*** Opening of EXCERPT TO READ ***

A Connection Found Between Mouth bacteria and Esophageal Cancer

Dr Gunes Dr Hossami

Dr. Adem Günes & Dr. Abdulla El-Hossami

A Connection Found Between Mouth bacteria and Esophageal Cancer

A study which involved a sample of 120,000 individuals has identified that two different forms of bacteria which cause gum disease may increase the risk of an individual developing Esophageal Cancer. The study analysed the microbes from the mouths of the sample.

An NYU Langone Health, Perlmutter Cancer Centre study in New York, USA has also found the exact opposite, in that some forms of bacteria may also reduce the risk of developing Esophageal Cancer.

Researchers as part of the journal for cancer research, ruled out effects from smoking, alcohol and BMI when it came to drawing conclusions from the data. A leading researcher, Jiyoung Ahn, of the New York University suggests that the findings from the study take our society closer in identifying the causes of Esophageal Cancer.

Ahn states that this is because “cases have been known of Esophageal Cancer in which strains of bacteria are found in the upper digestive tract”.

Esophageal Cancer begins in the cells of the esophagus, a pipe of muscular tissue that transports the food and water from the mouth into the stomach.

The disease represents 1% of all cancer cases in the United States, in which every year, 16,940 individuals are diagnosed with it and consequently, 15,690 die from it. The cancer is more prevalent in men than in women.

The esophagus hosts two types of cell and therefore, two types of cancer: Esophageal Adenocarcinoma (EAC) and Esophageal Squamous Cell Carcinoma (ESCC). The study looked at both EAC and ESCC.

Ahn mentions that this type of cancer is often fatal and that there is a great need in the analysis of preventing this condition.

Hundreds of strains of bacteria take refuge in the human mouth as well as single-celled organisms. These oral microbiota occupy different areas, such as the mouth, gums or teeth.

*** Close of EXCERPT TO READ ***
*** Opening of EXTRACTED DATA ***

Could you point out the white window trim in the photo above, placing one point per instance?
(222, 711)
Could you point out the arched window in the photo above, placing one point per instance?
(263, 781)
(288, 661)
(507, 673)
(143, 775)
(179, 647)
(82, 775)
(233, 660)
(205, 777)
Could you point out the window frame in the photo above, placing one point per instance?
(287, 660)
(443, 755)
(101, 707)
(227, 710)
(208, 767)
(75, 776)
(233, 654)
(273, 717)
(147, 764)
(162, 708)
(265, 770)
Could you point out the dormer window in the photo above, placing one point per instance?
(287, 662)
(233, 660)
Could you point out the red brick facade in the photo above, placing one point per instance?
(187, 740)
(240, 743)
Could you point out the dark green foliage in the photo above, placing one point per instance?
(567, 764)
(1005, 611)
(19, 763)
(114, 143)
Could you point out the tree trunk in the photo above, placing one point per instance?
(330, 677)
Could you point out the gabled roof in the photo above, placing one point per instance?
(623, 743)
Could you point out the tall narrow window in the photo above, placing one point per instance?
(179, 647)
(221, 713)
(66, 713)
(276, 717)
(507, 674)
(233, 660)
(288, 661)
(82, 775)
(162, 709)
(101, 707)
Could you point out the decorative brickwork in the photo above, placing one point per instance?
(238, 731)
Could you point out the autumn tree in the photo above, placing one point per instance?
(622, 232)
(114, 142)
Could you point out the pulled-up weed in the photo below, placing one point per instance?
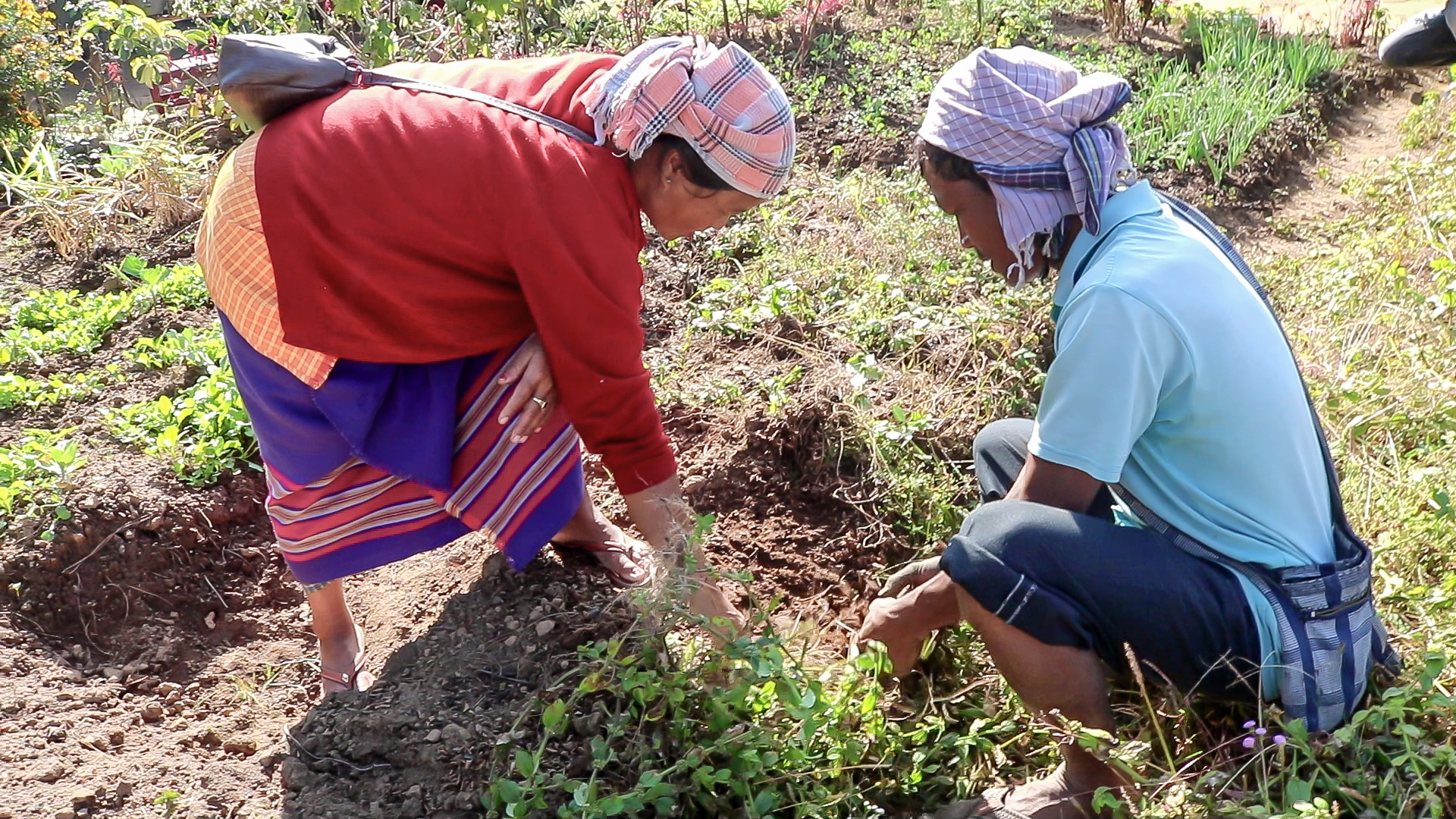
(147, 171)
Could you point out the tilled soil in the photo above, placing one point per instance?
(156, 659)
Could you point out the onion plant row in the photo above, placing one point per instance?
(1210, 111)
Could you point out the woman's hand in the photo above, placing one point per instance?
(535, 395)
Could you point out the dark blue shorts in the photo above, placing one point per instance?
(1081, 580)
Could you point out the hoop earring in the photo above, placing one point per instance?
(1021, 276)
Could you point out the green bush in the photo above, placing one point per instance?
(33, 66)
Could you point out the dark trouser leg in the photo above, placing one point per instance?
(1056, 595)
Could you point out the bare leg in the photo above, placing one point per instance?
(1047, 678)
(590, 526)
(338, 640)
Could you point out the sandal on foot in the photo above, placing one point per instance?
(356, 678)
(619, 576)
(990, 805)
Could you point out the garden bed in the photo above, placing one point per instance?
(823, 368)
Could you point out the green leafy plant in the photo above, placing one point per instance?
(34, 474)
(202, 431)
(33, 61)
(53, 390)
(49, 321)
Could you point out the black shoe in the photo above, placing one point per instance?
(1426, 39)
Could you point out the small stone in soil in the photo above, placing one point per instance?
(240, 746)
(49, 771)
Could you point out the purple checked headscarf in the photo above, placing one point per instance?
(1038, 131)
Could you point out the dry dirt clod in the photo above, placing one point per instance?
(240, 746)
(49, 771)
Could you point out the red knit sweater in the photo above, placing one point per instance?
(410, 228)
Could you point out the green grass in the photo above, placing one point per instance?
(928, 347)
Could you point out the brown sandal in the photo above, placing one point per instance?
(356, 678)
(990, 805)
(619, 577)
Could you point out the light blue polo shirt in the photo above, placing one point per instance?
(1172, 378)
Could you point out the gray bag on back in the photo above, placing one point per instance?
(264, 76)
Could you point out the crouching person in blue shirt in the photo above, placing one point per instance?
(1174, 499)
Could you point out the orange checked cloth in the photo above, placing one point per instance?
(234, 254)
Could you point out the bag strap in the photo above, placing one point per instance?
(1210, 231)
(364, 77)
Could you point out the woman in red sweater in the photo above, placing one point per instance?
(389, 262)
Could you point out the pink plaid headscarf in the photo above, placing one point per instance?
(721, 101)
(1038, 131)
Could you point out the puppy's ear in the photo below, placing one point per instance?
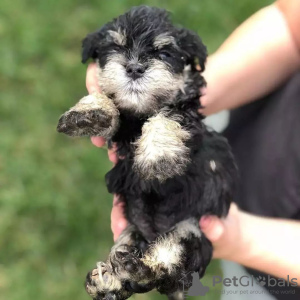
(90, 46)
(193, 49)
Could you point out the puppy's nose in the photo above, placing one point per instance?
(135, 70)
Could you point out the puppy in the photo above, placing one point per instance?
(173, 169)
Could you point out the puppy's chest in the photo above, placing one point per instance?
(130, 128)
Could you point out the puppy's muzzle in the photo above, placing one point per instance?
(135, 70)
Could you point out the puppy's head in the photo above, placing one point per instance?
(144, 61)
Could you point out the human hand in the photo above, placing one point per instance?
(225, 234)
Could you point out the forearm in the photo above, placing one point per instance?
(269, 245)
(257, 57)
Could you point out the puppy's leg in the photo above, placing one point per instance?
(161, 151)
(93, 115)
(110, 280)
(168, 263)
(176, 255)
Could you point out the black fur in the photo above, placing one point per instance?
(154, 207)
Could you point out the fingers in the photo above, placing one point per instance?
(212, 227)
(118, 220)
(225, 234)
(91, 79)
(112, 154)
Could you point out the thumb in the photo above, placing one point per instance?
(212, 227)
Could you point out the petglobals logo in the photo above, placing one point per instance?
(246, 281)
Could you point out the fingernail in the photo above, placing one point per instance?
(205, 221)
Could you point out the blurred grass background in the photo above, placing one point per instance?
(54, 207)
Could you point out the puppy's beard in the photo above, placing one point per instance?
(157, 86)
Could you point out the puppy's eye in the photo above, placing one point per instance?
(164, 55)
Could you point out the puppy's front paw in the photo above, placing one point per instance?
(93, 115)
(128, 267)
(161, 152)
(102, 283)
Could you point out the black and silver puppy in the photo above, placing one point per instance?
(173, 169)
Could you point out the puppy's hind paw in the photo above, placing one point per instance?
(93, 115)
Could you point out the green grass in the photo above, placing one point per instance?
(54, 207)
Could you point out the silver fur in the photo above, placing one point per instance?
(161, 151)
(138, 96)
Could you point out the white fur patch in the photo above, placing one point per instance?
(164, 253)
(119, 37)
(140, 95)
(161, 151)
(164, 39)
(187, 227)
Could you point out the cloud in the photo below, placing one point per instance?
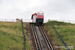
(53, 9)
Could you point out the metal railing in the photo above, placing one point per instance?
(60, 38)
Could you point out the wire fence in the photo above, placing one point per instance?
(29, 20)
(61, 38)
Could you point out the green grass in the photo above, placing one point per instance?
(66, 30)
(11, 37)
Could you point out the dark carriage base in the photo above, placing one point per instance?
(39, 21)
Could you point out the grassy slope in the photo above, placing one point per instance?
(11, 36)
(66, 30)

*** Close of EXTRACTED DATA ***

Carry on the article about mouth bacteria and esophageal cancer from its last sentence.

Habits affect the formation of oral microbiota. These habits can include smoking, heavy alcohol consumption or diet. Evidence from studies has even found that some types of microbiota that cause gum disease are also linked to cancer of the head or neck. In seniors, acid reflux (separate to the bacteria found in this study) may also increase the risk of developing head or neck

Ahn and colleagues each share the consensus that oral microbiota increases the risk of developing EAC or ESCC. However, the new Esophageal Cancer research study which followed healthy patients for over ten years, is the first to identify the specific strains of bacteria which increase the risk of developing EAC or ESCC.

The team who carried out this study analysed the microbiota in oral samples taken from the 122,000 individuals who were involved in its sample. The individuals were monitored for ten years and those who developed Esophageal Cancer taken note of.

The same team compared the genetic data of mouth microbiota of the individuals who developed Esophageal Cancer with samples from participants who did not develop the disease. It was found that Tannerella forsythia was associated with high risk of EAC and that Porphyromonas gingivalis was associated with high risk of ESCC.

The study revealed, interestingly, that two strains of bacteria: Streptococcus and Neisseria are associated with a lower risk of Esophageal Cancer.

Neisseria, for interest, has an essential role in the breakdown of substances which are known to be toxic.

Ultimately, the study which looked at 122,000 individuals has been able to identify two strains of microbiota (bacteria which form in different areas of the mouth), which are linked to the development of two types of Esophageal Cancer: EAC and ESCC. The study has also found two types which lower the risk of Esophageal Cancer developing. Medical Discoveries 2017 are uncovering new and important scientific findings, which may contribute to the much needed development of prevention strategies for Esophageal Cancer.